In the NeuralkAI categorization example below, why is best_buy called with subsample=True, and what should be passed to work with the full dataset?
===== TEXT PROVIDED =====
Note
Go to the end to download the full example code.
NeuralkAI Categorization Example#
This example shows how to use the NeuralkAI SDK to predict product categories. We use a subset of the Best Buy dataset.
import os
import tempfile
from pathlib import Path
import polars as pl
from neuralk import Neuralk
from neuralk.datasets import best_buy
Loading username and password#
To connect to the Neuralk API, we need to authenticate. Here we read the username and password from environment variables. We first attempt to load any variables set in a dotenv file.
Then, we can create a Neuralk
client to connect to the API.
Uploading datasets into a project#
All the datasets and the analyses we run on them belong to a project. Those
are managed through the .projects
attribute of the Neuralk
client.
Here we retrieve the "best_buy"
project, creating it if it does not exist
yet. Note that we can get the list of all projects accessible from our client
with Neuralk.projects.get_list
def get_or_create_project(name):
project = next((p for p in client.projects.get_list() if p.name == name), None)
if project is None:
project = client.projects.create(name)
return project
project = get_or_create_project("best_buy")
The Neuralk SDK package provides a few example datasets with which we can try
out the API in the datasets
module. We obtain the path to a Parquet
file containing a (training) subset of the Best Buy data.
to make the example run fast we use a small subset, pass subsample=False to run on full dataset
local_dataset = best_buy(subsample=True)
===== DATASET EXCERPTS =====
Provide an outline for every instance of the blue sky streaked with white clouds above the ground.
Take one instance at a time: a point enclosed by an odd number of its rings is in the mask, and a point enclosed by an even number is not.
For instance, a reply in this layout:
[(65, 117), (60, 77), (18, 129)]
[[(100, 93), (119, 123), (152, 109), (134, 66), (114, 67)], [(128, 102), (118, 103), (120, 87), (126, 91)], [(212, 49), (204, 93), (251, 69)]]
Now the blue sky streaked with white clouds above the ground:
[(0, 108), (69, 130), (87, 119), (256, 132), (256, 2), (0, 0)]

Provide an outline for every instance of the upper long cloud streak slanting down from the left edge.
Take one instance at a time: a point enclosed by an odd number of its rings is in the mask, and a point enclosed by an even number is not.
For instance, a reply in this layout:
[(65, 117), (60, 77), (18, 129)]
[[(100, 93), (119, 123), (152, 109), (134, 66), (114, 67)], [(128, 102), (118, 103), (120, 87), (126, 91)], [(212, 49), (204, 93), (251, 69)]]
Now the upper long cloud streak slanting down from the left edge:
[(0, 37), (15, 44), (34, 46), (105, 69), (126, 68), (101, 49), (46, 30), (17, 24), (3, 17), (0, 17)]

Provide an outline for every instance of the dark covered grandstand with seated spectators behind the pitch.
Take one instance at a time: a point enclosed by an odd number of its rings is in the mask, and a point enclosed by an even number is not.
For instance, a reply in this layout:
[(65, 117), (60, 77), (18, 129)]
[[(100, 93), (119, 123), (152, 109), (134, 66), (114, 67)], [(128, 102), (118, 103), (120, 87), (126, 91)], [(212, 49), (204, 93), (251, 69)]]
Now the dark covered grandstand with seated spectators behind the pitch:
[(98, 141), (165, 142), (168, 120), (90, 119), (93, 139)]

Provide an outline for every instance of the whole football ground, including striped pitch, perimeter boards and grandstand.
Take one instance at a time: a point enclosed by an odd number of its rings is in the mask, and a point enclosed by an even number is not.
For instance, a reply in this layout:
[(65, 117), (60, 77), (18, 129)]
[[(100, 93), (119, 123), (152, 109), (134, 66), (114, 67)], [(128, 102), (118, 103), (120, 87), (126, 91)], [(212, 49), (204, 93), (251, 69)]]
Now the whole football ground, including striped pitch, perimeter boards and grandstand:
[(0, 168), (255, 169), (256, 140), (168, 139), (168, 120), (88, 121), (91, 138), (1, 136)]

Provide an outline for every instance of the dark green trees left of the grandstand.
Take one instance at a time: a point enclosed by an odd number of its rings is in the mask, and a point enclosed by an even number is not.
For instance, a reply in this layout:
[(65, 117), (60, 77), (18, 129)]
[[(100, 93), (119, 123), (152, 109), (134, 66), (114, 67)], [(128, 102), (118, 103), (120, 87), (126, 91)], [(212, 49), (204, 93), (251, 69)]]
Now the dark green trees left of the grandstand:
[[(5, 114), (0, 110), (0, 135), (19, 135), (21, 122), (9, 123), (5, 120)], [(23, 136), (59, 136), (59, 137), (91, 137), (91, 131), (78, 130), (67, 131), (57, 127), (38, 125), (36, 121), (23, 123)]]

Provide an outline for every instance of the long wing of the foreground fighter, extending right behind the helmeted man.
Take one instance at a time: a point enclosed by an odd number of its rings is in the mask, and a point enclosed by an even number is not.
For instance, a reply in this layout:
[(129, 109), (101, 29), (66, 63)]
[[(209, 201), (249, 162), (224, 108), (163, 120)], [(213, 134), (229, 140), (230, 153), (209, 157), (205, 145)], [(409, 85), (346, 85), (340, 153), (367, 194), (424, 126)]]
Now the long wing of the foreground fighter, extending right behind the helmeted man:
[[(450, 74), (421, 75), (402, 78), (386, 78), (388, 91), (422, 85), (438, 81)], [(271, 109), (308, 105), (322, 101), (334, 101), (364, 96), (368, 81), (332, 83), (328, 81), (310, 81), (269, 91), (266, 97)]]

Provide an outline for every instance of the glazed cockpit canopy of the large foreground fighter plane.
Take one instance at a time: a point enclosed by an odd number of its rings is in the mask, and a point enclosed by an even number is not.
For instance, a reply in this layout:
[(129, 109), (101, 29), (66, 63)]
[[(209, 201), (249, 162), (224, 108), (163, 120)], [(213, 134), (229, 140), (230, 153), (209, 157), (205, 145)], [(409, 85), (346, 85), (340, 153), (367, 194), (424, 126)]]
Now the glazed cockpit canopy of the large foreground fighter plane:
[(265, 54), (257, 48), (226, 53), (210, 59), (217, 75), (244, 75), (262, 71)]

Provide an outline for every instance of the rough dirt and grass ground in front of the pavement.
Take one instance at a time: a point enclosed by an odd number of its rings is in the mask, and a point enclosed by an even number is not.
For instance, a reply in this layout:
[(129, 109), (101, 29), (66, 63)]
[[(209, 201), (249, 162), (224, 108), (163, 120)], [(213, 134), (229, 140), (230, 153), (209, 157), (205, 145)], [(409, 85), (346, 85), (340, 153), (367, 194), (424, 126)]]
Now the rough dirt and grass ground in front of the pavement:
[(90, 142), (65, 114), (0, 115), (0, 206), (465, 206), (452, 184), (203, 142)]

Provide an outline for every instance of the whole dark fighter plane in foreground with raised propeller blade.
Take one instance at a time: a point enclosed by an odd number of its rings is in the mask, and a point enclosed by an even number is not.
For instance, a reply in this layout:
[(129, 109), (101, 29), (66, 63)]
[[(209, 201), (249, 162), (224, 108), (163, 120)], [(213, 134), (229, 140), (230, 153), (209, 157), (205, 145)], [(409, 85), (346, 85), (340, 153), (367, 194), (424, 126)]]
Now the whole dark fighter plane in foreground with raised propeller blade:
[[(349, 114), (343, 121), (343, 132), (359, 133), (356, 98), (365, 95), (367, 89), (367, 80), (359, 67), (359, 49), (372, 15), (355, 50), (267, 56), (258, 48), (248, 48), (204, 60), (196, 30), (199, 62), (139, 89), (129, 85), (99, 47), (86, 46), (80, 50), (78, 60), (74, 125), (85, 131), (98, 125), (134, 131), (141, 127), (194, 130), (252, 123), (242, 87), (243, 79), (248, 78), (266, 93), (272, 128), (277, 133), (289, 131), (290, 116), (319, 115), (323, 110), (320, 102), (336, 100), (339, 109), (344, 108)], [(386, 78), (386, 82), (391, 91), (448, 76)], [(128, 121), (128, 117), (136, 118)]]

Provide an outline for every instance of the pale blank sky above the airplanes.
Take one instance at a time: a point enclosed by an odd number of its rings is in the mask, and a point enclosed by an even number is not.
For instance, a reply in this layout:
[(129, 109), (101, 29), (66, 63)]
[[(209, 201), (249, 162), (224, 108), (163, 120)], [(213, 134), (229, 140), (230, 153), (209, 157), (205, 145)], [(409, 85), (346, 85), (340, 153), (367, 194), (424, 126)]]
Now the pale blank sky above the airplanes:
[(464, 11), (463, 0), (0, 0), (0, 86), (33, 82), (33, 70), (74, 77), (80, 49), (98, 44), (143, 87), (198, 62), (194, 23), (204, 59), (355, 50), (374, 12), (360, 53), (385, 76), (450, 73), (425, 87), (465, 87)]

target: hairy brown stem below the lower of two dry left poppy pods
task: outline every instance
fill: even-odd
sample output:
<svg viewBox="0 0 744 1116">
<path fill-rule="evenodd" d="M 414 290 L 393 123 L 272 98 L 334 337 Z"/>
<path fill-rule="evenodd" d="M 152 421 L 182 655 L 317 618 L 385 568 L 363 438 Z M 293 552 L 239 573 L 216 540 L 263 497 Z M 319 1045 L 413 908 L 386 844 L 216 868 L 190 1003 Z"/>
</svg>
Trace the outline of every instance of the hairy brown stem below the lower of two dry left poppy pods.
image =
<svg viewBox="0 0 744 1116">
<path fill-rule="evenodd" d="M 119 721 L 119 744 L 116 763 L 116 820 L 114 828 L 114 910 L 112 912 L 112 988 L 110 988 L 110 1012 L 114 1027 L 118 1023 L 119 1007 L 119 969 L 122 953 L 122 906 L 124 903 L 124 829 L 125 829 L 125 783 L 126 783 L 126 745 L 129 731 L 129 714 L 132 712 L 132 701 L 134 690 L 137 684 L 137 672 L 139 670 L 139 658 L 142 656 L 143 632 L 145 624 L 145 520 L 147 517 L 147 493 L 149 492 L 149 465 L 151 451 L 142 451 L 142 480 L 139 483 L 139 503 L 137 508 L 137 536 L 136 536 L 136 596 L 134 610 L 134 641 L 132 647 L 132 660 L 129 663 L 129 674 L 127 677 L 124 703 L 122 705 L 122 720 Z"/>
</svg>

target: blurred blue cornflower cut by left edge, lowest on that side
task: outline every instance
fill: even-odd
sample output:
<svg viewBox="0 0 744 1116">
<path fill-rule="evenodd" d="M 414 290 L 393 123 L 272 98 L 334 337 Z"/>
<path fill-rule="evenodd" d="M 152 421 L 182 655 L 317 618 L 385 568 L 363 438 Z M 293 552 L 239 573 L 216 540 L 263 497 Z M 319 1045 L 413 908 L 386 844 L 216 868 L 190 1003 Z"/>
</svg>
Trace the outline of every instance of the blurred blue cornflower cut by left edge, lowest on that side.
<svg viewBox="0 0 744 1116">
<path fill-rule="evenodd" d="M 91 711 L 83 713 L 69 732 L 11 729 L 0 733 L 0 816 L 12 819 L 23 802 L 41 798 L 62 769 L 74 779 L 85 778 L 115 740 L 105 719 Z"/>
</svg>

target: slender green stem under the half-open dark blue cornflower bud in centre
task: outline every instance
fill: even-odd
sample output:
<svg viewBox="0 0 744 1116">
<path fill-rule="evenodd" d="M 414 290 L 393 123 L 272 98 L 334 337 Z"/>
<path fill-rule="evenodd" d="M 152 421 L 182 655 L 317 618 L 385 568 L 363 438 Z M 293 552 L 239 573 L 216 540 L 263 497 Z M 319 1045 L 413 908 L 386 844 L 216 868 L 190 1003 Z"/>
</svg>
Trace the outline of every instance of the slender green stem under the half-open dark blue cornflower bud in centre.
=====
## YOUR RESPONSE
The example uses a small subset of the Best Buy data so that it runs fast. Passing subsample=False runs it on the full dataset.